(Exercise prompt):
Return all lines of the data in which the string "water" occurs.

Excerpted records section start

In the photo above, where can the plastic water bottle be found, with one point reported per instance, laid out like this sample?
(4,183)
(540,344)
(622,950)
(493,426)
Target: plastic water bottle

Excerpted records section end

(Answer for this exercise):
In the photo above, where can the plastic water bottle be found, with one point reported per instance, laid out like this sample?
Target: plastic water bottle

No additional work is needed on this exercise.